The node gain each channel experiences is simply the ratio of the measured channel output to input powers. In one embodiment, the relative timing of the Rx and Tx OCM 12,22 channel power measurements is not controlled or synchronized. As the time needed for the optical signal to propagate between the TX and RX OCMs 12,22 is less than 30 μs and edge transients of <1 ms must be considered, any pair of Tx and RX OCM 12,22 measurements may not be sampling the same point in time of the optical signal. As the ratio of the Rx and Tx OCMs 12,22 will provide the feedback to the CNG loop, Tx and Rx OCM 12,22 measurements which occur on either side of a transient change in the channel power incident on the node will result in an incorrect measurement of the current node gain for that channel. Therefore, a number of Rx and Tx OCM 12,22 measurements will be averaged for each channel and the node gain will be computed from those averages. This will decrease the impact transient changes in the channel power will have on the measurement of the node gain. In one embodiment, the node gain is computed from the averages of a set of five Rx and Tx OCM 12,22 measurements for each channel. Alternatively, the Rx and Tx OCM 12,22 measurements could be synchronized, eliminating the need for averaging.

Assuming an average of five OCM 12,22 sample periods, the CNG loop will re-compute the OA 14,18 gain, channel and channel group VOA 16 settings every 10 ms. During each iteration of the CNG loop, each measured channel node gain is compared with its respective current target node gain, error values are computed for each channel and the OA 14,18 gain and VOA 16 attenuation settings are adjusted accordingly.
++++++++++++++++++++
▸ **Required task**
Please write out the stretch of the node gain text from "Assuming an average" through "are adjusted accordingly.", substituting "control loop" for "CNG loop".

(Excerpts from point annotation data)
++++++++++++++++++++
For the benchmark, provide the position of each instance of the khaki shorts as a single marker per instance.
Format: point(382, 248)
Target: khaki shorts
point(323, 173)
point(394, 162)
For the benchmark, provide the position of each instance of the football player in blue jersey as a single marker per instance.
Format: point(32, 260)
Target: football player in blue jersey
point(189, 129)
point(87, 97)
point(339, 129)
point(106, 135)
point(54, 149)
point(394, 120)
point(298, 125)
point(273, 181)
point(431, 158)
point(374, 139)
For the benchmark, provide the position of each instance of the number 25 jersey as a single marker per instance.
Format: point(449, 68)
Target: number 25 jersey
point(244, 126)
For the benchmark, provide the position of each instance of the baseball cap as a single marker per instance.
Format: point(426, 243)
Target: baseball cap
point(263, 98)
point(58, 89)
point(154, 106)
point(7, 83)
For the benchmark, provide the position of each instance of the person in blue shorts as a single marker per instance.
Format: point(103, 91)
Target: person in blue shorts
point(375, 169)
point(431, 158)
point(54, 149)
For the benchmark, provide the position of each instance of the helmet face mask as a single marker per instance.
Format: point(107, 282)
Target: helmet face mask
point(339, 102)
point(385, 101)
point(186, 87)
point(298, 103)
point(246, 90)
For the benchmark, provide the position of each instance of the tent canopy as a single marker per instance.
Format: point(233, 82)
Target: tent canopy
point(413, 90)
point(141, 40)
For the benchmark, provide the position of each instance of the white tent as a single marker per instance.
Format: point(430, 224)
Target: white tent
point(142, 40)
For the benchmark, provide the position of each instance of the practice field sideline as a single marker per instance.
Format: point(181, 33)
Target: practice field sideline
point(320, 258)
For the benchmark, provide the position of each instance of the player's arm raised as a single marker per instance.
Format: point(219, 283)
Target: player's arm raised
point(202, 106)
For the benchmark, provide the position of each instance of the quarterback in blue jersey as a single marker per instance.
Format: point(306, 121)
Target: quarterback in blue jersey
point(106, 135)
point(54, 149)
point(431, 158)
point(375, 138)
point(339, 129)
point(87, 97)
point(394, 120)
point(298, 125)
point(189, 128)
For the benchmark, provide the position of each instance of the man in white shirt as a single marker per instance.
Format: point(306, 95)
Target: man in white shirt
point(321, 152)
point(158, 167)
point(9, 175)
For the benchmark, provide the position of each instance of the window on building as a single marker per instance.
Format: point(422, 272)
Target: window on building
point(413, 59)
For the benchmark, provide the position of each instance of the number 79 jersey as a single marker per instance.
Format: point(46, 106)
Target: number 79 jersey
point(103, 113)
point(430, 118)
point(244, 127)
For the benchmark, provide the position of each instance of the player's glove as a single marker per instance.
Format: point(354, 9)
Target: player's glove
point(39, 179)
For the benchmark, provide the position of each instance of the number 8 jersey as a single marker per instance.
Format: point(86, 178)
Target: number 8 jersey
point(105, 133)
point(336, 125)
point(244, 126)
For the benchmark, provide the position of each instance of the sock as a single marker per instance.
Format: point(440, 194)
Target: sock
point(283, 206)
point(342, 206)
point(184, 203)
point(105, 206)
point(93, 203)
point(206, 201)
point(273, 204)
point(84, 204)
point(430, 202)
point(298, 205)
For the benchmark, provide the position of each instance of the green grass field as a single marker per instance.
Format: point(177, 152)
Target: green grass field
++++++++++++++++++++
▸ **Solution for this task**
Assuming an average of five OCM 12,22 sample periods, the control loop will re-compute the OA 14,18 gain, channel and channel group VOA 16 settings every 10 ms. During each iteration of the control loop, each measured channel node gain is compared with its respective current target node gain, error values are computed for each channel and the OA 14,18 gain and VOA 16 attenuation settings are adjusted accordingly.